#### [Page text]
·····
Decreasing already low expulsion rates
The BMW Group’s MINI plant at Oxford already had a low 3.7% expulsion rate. But the goal of UK government’s WeldZero project is zero weld defects. With funding from WeldZero, MINI Plant Oxford and The Welding Institute systematically worked to bring the plant’s expulsion rate even lower for each of the 6000 resistance spot welds (RSWs) found on every MINI model.
MINI Plant Oxford uses state-of-the-art, high-end robots and welding guns, with integrated/adaptive controls for all spot welds — so it has no issues regarding poor quality, undersized, or low-strength welds. The only remaining issue is weld splash.
In the on-going study, data analysis is used to identify:
- Weld expulsion occurrences
- Their root causes
- Data patterns for each root cause
To inform production engineers of appropriate corrective actions.
Initial corrective measures for weld splash
- Reducing the weld gun air pressure, which was originally and intentionally “over-pressured” in the mistaken belief that overpressure would compensate for the differences in distances from the air supply to the weld gun. Lowering the air pressure, it turns out, better equalized the pressure rate for all weld guns, reducing weld expulsions while reducing air supply energy costs by 25%.
- Monitoring cooling water flow to the weld guns to discover blockages or drops in flow levels. Disruptions to the cooling water flow caused the welding electrodes to overheat and experience excessive electrode wear — leading to weld splash.
- Welding process data analysis of welding voltage, welding current, welding force, and measured resistance, which was then correlated to the welding robots having the highest occurrence of weld expulsions.
Additional weld expulsion factors found by data analysis
Then TWI and BMW performed a data analysis of the remaining weld expulsions to determine their leading factors:
- Panel mismatch: including poor part shape and springback, but also issues such as parts being pushed out of position by other parts.
- Effect of gaps: for higher strength and thicker components — or ones with three or four sheet stack-ups — gaps between panels can destabilize the welding process, leading to weld expulsion.
·····
Data items
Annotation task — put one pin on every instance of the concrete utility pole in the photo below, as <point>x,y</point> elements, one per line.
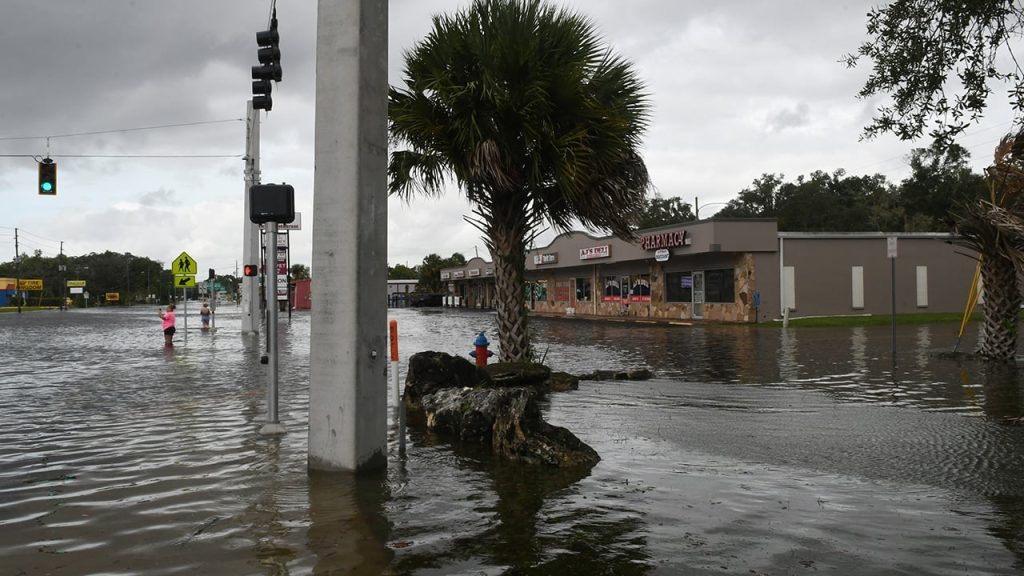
<point>348,338</point>
<point>250,237</point>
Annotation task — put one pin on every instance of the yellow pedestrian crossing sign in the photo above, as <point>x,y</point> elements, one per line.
<point>184,264</point>
<point>186,281</point>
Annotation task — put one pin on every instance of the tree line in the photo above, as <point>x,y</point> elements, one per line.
<point>134,279</point>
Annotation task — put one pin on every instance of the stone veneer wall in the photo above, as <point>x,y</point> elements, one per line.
<point>740,312</point>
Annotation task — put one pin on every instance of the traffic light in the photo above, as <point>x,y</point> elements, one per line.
<point>47,177</point>
<point>269,69</point>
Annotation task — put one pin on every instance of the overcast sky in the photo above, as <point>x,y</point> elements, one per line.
<point>737,89</point>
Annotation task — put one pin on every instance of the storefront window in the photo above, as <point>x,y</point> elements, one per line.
<point>679,287</point>
<point>583,290</point>
<point>720,286</point>
<point>537,291</point>
<point>612,293</point>
<point>640,289</point>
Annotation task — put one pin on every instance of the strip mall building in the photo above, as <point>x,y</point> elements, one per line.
<point>732,271</point>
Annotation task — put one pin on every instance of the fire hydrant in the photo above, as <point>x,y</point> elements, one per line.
<point>481,354</point>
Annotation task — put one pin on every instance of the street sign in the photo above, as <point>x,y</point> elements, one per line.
<point>184,264</point>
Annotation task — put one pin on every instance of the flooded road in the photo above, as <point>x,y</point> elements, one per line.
<point>753,451</point>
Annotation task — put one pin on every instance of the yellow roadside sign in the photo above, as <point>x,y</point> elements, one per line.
<point>30,284</point>
<point>184,264</point>
<point>186,281</point>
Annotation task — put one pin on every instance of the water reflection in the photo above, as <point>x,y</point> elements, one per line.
<point>348,531</point>
<point>535,520</point>
<point>762,450</point>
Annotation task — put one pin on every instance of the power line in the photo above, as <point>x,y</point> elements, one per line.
<point>95,132</point>
<point>125,156</point>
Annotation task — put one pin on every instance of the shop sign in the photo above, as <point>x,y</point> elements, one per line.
<point>30,285</point>
<point>641,289</point>
<point>549,258</point>
<point>595,252</point>
<point>665,240</point>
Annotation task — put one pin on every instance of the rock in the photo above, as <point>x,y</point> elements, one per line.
<point>432,371</point>
<point>510,420</point>
<point>520,433</point>
<point>518,373</point>
<point>562,381</point>
<point>631,374</point>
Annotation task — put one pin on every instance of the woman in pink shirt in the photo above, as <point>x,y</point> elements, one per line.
<point>168,319</point>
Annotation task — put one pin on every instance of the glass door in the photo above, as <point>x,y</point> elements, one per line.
<point>698,294</point>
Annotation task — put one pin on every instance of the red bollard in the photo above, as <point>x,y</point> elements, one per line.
<point>481,354</point>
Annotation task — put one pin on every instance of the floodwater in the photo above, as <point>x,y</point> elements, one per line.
<point>754,451</point>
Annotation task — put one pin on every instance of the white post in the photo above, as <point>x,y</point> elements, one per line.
<point>250,241</point>
<point>348,341</point>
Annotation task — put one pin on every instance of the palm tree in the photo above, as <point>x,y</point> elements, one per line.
<point>994,228</point>
<point>520,107</point>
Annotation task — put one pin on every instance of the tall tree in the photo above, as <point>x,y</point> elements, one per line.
<point>915,45</point>
<point>401,272</point>
<point>920,49</point>
<point>940,179</point>
<point>758,201</point>
<point>665,211</point>
<point>519,104</point>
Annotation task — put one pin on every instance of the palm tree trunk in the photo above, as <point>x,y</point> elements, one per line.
<point>1003,303</point>
<point>510,265</point>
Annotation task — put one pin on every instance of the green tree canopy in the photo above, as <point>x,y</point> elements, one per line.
<point>937,60</point>
<point>518,104</point>
<point>401,272</point>
<point>664,211</point>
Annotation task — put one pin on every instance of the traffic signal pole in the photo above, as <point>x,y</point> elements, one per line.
<point>250,284</point>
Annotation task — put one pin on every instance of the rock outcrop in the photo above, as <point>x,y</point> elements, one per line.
<point>496,406</point>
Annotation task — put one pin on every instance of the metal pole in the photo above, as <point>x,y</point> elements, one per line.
<point>272,424</point>
<point>17,274</point>
<point>64,281</point>
<point>893,275</point>
<point>250,285</point>
<point>184,307</point>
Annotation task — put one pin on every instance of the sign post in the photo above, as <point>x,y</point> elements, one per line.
<point>891,249</point>
<point>184,269</point>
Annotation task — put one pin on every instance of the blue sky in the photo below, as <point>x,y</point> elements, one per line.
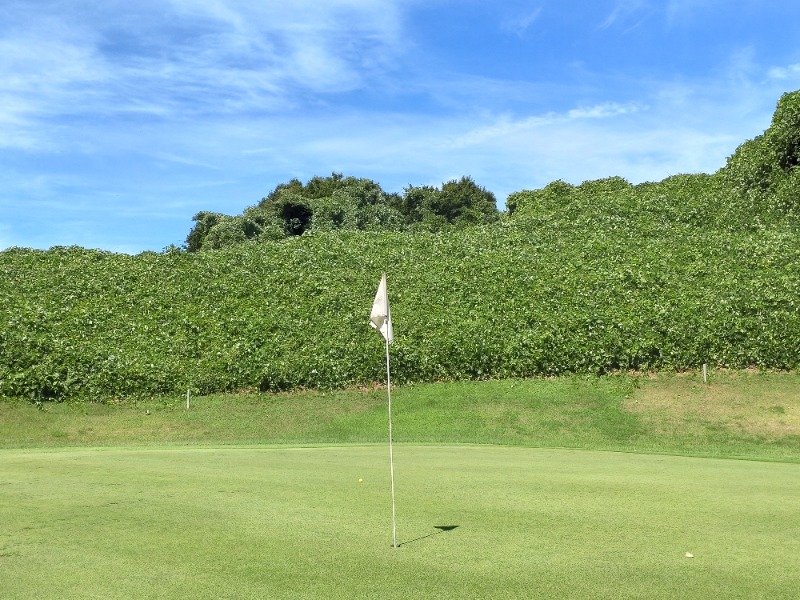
<point>120,120</point>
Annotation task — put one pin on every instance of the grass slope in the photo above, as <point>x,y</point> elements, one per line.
<point>296,523</point>
<point>754,415</point>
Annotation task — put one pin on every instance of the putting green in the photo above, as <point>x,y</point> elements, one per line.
<point>473,522</point>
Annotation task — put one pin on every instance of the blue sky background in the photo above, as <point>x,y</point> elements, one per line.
<point>120,120</point>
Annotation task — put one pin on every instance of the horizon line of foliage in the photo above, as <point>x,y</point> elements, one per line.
<point>594,278</point>
<point>345,203</point>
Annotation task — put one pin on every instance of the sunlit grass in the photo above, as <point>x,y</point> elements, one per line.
<point>735,414</point>
<point>473,522</point>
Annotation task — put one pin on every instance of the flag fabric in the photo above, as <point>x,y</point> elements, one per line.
<point>381,317</point>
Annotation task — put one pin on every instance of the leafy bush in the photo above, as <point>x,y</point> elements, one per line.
<point>579,279</point>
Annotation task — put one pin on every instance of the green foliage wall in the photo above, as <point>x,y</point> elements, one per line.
<point>529,296</point>
<point>588,279</point>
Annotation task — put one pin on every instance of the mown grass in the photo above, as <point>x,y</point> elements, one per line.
<point>744,414</point>
<point>473,522</point>
<point>222,501</point>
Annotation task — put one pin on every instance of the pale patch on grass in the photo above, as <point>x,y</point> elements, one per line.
<point>766,405</point>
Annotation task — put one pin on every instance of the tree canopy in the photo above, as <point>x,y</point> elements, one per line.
<point>346,203</point>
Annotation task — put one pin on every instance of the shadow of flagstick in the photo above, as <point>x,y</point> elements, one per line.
<point>442,529</point>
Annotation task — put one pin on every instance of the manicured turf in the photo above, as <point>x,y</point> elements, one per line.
<point>473,522</point>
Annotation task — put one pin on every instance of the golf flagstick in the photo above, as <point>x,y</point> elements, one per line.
<point>381,319</point>
<point>391,457</point>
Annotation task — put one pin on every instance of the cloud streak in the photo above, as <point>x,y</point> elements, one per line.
<point>119,120</point>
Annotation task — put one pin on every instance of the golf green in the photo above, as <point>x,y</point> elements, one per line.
<point>472,522</point>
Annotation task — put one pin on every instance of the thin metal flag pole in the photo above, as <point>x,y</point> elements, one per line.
<point>380,318</point>
<point>391,457</point>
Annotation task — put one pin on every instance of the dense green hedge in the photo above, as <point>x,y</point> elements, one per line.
<point>588,278</point>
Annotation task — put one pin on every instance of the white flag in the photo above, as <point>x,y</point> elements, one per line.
<point>381,317</point>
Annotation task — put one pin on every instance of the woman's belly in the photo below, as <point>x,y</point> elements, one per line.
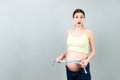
<point>72,55</point>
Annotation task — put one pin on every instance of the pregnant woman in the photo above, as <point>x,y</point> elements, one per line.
<point>79,40</point>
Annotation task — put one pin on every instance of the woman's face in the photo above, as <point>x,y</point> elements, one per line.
<point>79,19</point>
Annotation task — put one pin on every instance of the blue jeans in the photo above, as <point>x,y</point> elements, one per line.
<point>78,75</point>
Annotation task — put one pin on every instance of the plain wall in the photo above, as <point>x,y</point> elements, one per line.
<point>33,34</point>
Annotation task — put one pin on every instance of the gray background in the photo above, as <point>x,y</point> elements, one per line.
<point>33,34</point>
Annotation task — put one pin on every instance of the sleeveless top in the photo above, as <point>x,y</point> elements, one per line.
<point>78,43</point>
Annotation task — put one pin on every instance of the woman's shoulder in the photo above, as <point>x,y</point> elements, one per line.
<point>69,30</point>
<point>89,31</point>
·····
#### [What the task requires]
From the page text on weld expulsion at MINI Plant Oxford, list every welding process quantity named as part of the welding process data analysis. The data items are not needed for this task.

#### [Expected answer]
- Welding voltage
- Welding current
- Welding force
- Measured resistance